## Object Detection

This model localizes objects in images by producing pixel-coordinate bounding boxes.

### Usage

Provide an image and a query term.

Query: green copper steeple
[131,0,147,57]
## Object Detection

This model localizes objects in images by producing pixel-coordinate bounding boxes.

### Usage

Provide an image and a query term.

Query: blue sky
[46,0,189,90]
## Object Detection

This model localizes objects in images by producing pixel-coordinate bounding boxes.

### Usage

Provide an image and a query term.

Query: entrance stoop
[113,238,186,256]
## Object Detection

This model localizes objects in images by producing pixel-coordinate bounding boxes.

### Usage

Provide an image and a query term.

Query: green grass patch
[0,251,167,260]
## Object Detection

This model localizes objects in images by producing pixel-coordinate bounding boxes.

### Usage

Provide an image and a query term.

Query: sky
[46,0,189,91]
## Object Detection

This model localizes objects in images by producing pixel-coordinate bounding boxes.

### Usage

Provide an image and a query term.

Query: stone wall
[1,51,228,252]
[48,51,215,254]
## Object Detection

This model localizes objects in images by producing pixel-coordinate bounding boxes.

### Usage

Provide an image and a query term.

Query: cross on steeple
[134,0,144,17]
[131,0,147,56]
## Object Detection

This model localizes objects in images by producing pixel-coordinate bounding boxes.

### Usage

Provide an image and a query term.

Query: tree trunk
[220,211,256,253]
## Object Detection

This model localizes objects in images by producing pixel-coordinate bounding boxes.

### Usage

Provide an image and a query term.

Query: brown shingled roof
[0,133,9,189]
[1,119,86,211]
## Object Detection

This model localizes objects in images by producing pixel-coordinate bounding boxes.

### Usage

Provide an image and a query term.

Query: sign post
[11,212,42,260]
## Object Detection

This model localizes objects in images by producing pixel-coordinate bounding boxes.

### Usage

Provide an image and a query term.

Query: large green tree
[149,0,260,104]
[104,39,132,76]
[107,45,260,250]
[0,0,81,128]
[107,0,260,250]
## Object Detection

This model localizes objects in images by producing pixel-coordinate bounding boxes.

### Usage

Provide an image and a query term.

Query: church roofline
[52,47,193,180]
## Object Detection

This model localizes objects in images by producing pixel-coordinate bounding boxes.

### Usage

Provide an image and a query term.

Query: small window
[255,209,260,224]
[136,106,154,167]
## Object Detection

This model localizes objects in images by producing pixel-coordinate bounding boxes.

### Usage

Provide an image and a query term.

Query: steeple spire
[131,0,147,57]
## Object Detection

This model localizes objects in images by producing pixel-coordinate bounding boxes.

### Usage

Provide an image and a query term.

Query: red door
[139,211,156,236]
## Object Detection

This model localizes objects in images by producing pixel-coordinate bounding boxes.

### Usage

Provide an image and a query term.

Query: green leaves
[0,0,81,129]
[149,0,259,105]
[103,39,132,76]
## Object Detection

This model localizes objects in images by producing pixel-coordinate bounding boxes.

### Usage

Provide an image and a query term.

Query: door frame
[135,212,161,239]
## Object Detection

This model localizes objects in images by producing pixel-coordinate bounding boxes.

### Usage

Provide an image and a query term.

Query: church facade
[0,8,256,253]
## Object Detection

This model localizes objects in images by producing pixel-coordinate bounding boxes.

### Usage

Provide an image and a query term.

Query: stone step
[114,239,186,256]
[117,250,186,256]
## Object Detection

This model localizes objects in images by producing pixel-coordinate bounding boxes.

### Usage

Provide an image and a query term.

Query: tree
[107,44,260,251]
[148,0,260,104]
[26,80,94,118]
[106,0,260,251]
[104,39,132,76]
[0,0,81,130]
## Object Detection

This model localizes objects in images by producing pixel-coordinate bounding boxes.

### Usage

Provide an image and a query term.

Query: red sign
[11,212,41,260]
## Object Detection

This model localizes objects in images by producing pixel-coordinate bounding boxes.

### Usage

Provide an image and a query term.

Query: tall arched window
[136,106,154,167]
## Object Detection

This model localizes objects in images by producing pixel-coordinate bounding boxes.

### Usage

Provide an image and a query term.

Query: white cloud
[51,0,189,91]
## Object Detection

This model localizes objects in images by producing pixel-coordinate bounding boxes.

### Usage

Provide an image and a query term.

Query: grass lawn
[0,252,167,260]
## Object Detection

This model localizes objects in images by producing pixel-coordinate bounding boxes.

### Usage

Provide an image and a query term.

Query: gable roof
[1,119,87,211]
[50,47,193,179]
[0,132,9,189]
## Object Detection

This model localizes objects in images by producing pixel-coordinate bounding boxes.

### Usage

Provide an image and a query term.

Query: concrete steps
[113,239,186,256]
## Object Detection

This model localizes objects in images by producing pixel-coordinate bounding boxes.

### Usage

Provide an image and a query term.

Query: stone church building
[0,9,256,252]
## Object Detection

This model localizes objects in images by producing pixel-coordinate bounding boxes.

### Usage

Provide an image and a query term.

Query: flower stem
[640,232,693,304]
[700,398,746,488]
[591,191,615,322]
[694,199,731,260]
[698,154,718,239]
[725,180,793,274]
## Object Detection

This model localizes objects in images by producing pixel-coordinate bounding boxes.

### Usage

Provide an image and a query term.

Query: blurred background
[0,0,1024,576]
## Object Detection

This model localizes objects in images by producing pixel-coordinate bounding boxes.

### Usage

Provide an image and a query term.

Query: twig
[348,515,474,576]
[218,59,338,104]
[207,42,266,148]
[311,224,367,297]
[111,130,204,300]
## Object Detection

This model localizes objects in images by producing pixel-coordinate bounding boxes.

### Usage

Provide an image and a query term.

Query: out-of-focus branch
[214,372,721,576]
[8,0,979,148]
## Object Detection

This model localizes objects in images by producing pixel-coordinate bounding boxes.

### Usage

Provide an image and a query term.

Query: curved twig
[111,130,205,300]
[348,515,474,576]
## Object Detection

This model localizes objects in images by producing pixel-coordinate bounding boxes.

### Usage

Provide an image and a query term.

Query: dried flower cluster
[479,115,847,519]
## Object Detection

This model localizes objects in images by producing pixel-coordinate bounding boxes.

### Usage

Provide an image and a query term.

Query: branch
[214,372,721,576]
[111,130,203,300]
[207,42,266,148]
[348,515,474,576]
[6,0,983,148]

* * * * * * *

▶ _EXERCISE PROMPT_
Can you rewrite all of the lines above, renaming "query term" to "search phrase" everywhere it occurs and leaving everything else as it is?

▶ _FINISHED EXERCISE_
## Object Detection

This model localizes objects in images by producing pixel-coordinate bounding boxes.

### Usage

Provide an image and a search phrase.

Query: green copper steeple
[131,0,147,57]
## Object Detection

This model localizes objects in images by producing pixel-coordinate bounding boxes.

### Usage

Provide an image and a search phrase.

Query: blue sky
[46,0,189,90]
## Object Detection

This model localizes objects in images by producing pixel-coordinate bounding boxes.

### Usage

Provide an image and a search phrase.

Query: entrance stoop
[113,238,186,256]
## Object Detection

This model localizes objects in images by producing pixel-coordinate bounding boxes.

### Usage

Provide an image and a search phrase.

Query: green grass patch
[0,251,167,260]
## Object Detection

This model localizes objects in images by producing pixel-coordinate bounding boxes.

### Usage

Provide an image and a search phrase.

Query: sky
[46,0,189,91]
## Object Detection

This model localizes objects in images by producing pixel-coordinate bounding boxes.

### Usage

Provide an image and a search phrase.

Query: stone wall
[1,51,228,252]
[48,51,215,254]
## Object Detection

This model localizes objects in images by producing pixel-coordinate bounding boxes.

### Usage

Provide an image and a search phrase.

Query: cross on steeple
[134,0,144,17]
[131,0,147,56]
## Object Detection

This model localizes objects in images by producing pixel-coordinate bounding boxes.

### Usage

Provide an image and a search phrase.

Query: tree trunk
[220,211,256,253]
## Object Detection

This model localizes objects in images by producing pixel-coordinate bounding boxes.

### Usage

Provide an image and a search phrase.

Query: brown shingled roof
[0,133,9,189]
[1,119,86,211]
## Object Detection

This model localizes objects in images by producing pixel-coordinate bounding boxes.

### Usage

Provide an image and a search phrase.

Query: sign post
[11,212,42,260]
## Object Detection

This model localizes objects in images by producing pixel-coordinate bounding boxes.

### Usage

Provide an image and a search phrase.

Query: large green tree
[149,0,260,104]
[104,39,132,76]
[107,45,260,250]
[0,0,81,128]
[107,0,260,250]
## Object Detection

This model localizes objects in images by producing pixel-coordinate bounding boxes.

### Usage

Provide an image and a search phrase.

Query: church roofline
[52,47,193,180]
## Object Detection

This model localizes objects in images by producing pixel-coordinate bounding boxes.

### Usage

Provide an image and a search phrase.

Query: small window
[255,209,260,224]
[136,106,154,167]
## Object Detection

This model localizes objects in images by producing pixel-coordinate bounding boxes.

### Usage

Provide an image and a search phrase.

Query: steeple spire
[131,0,147,57]
## Object Detection

This model localizes objects in images by producing pixel-coordinate bounding boxes.

### Usage

Provide an image and a search phrase.

Query: red door
[139,211,156,236]
## Object Detection

This model localizes objects in images by producing pixel-coordinate bounding boxes.

### Usage

Provide an image and a search phrase.

Query: green leaves
[0,0,81,129]
[149,0,259,105]
[103,39,132,76]
## Object Detection

This model localizes objects in images by producing pixel-coordinate bounding boxes.

### Usage

Provide an image and a search phrase.

Query: door frame
[135,212,161,239]
## Object Detection

This model localizes objects in images by producing pixel-coordinate bounding boxes.

### Usage

Provide an image and a search phrase.

Query: church facade
[0,8,256,253]
## Object Detection

This model localizes objects in images by producing pixel-coordinate bounding boxes.

### Usage

Provide an image and a search phrase.

Query: stone step
[114,239,186,256]
[117,250,186,256]
## Object Detection

This model localizes objects in images by producing pixel-coordinate bounding boxes.

### Usage

Provide an image and a search phrase.

Query: tree
[107,44,260,251]
[148,0,260,104]
[26,80,94,118]
[106,0,260,251]
[104,39,132,76]
[0,0,81,130]
## Object Detection

This model localizes objects in images by producing pixel-coordinate bounding boxes.

### Usage

Provide an image and a search phrase.

Query: red sign
[11,212,41,260]
## Object Detection

This model localizes objects in images by producing pixel-coordinate bounding boxes.

### Usage

Provide an image and a search phrase.

Query: tall arched window
[136,106,154,167]
## Object Detection

This model localizes objects in images by producing pixel-coordinate bounding boxes.

### Usage

Provide an image and a search phrase.

Query: white cloud
[51,0,189,91]
## Object Detection

This model localizes objects in images by producing pixel-coordinate bounding boxes.

### Usage

Provide an image and a search phrase.

Query: grass lawn
[0,252,167,260]
## Object Detection

This model localizes objects in images by producing pixel-coordinate bounding boxes.

### Usage

Provide an image and a search phrase.

Query: gable roof
[1,119,87,211]
[50,47,193,179]
[0,132,9,189]
## Object Detection

This model localizes objects in images by producing pixel-coordinate bounding boxes.

### Usage

Provide an image and a search phrase.

Query: concrete steps
[113,239,186,256]
## Object Detection

This model localizes objects in images by producing pixel-coordinate bounding boxes.

### Usage

Provide an image and a search phrase.

Query: stone church building
[0,9,256,252]
## Object Detection

This model localizes objects in images by producing pixel-coordinate bounding boxes.

### Usage

Provide an image and a search phrase.

Query: flower stem
[640,232,693,304]
[700,398,746,488]
[591,191,615,322]
[694,199,731,260]
[698,154,718,239]
[725,180,793,274]
## Object Detection

This model localizes objects in images by producing pixel-coordinate bounding boxes.

### Usage

Provide an image and a search phrase.

Query: blurred background
[0,0,1024,576]
## Object Detection

This model localizes objects in images by producing pixel-coordinate bounding boxes.

### Usage

Provide an image and a search phrase.

Query: twig
[348,515,474,576]
[218,59,338,104]
[207,42,266,148]
[311,224,367,297]
[111,130,204,300]
## Object Detection

This model localizes objects in images by producing pixel-coordinate bounding boxes.

### Usage

Provide an image and a search phrase.

Query: out-of-focus branch
[214,372,721,576]
[8,0,979,148]
## Object Detection

This model localizes objects in images by producing pixel-coordinate bounding boxes.

### Usage

Provide an image and a search phrase.

Query: curved twig
[111,130,205,300]
[348,515,474,576]
## Object Detection

This model localizes objects in images by producing pixel-coordinate bounding boxes.

### Usage

Provide an image and a search phrase.

Query: dried flower cluster
[479,115,847,519]
## Object Detection

This model localizes objects in images by producing pixel-coordinate bounding boxes.

### Usage

Provide an image and a search phrase.

Query: branch
[214,372,721,576]
[111,130,203,300]
[207,42,266,148]
[348,515,474,576]
[6,0,983,148]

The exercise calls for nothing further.